## TASKS
1. In the passage on skills and productivity in Britain below, extract the text from "I agree with" up to and including "in fiscal terms.".
2. In the passage on skills and productivity in Britain below, what share of people in Germany had vocational qualifications in 2019, according to the OECD?

## TEXT PROVIDED
--------------------

I agree with this, and not spending large amounts on infrastructure during austerity - when borrowing capital was particularly cheap - was one of the big criticisms I made in my three-part series. I think a lot of the mismanagement, missed opportunities and political choices of austerity helped massively to constrain our politics today - particularly in fiscal terms.

According to the OECD, just 18 per cent of twenty-five-sixty-tour-year-olds in Britain had vocational qualifications in 2019. This was far below Germany's 53 per cent and considerably lower than the 33 per cent average among European countries. This weakness was longstanding. The National Institute of Economic and Social Research (NIESR) laid bare in the early 1980s the disparities between Britain and Germany in equipping their workforces with skills. Thanks to their solid grounding through apprenticeship-based training, German workers were able to suggest and carry out improvements that raised efficiency. By contrast, British managers were often having to firefight problems daily because there were fewer workers technically equipped to prevent them in the first place - or deal with them when they did happen. Revisiting that pioneering research in 2018, the NIESR stressed the continuing salience of inadequate skills in holding down productivity in Britain.

A good society, writes David Goodhart, holds with equal weight work done with the head, heart and the hands. One wonders if that society wouldn’t be more prosperous, too.

--------------------

## DATA TO EXAMINE
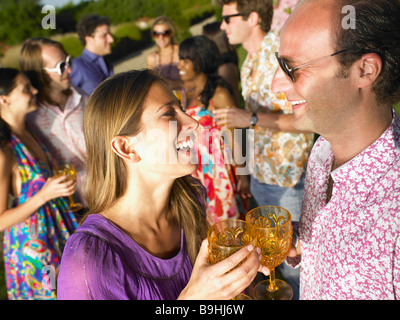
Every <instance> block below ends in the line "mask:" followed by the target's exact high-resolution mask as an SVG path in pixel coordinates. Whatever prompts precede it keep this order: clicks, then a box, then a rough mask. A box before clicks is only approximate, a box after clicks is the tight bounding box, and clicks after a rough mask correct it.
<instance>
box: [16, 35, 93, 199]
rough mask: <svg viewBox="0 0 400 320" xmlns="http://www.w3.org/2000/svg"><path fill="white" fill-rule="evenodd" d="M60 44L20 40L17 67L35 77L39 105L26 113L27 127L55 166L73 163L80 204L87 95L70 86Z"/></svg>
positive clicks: (55, 41)
mask: <svg viewBox="0 0 400 320" xmlns="http://www.w3.org/2000/svg"><path fill="white" fill-rule="evenodd" d="M70 61H71V60H70V57H69V56H68V55H67V53H66V52H65V49H64V47H63V46H62V44H61V43H59V42H57V41H53V40H51V39H46V38H40V37H39V38H31V39H28V40H26V41H25V42H24V44H23V46H22V49H21V55H20V70H21V71H23V72H30V73H32V75H33V76H35V77H36V79H35V81H37V83H35V82H33V81H32V82H33V84H34V86H35V87H37V88H38V89H39V94H38V106H39V108H38V109H37V110H36V111H34V112H32V113H30V114H29V115H28V116H27V123H28V126H29V128H30V130H31V131H32V132H33V133H34V134H35V135H36V136H37V137H38V138H39V139H40V140H41V141H43V143H44V144H45V145H46V147H47V149H48V150H49V152H50V154H51V155H52V156H53V158H54V160H55V161H56V163H57V165H59V166H61V165H66V164H73V165H74V166H75V168H76V170H77V173H78V177H77V179H78V185H77V193H76V194H75V195H74V196H75V197H76V199H75V200H76V201H79V202H81V203H84V204H85V202H84V199H83V197H82V196H81V182H82V179H83V175H84V168H85V163H86V146H85V138H84V136H83V113H84V107H85V105H86V102H87V99H88V96H87V95H86V94H85V93H84V92H83V91H82V90H81V89H77V88H74V87H72V86H71V83H70V74H71V62H70Z"/></svg>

--------------------

## ANSWER SECTION
1.
I agree with this, and not spending large amounts on infrastructure during austerity - when borrowing capital was particularly cheap - was one of the big criticisms I made in my three-part series. I think a lot of the mismanagement, missed opportunities and political choices of austerity helped massively to constrain our politics today - particularly in fiscal terms.

2. 53 percent.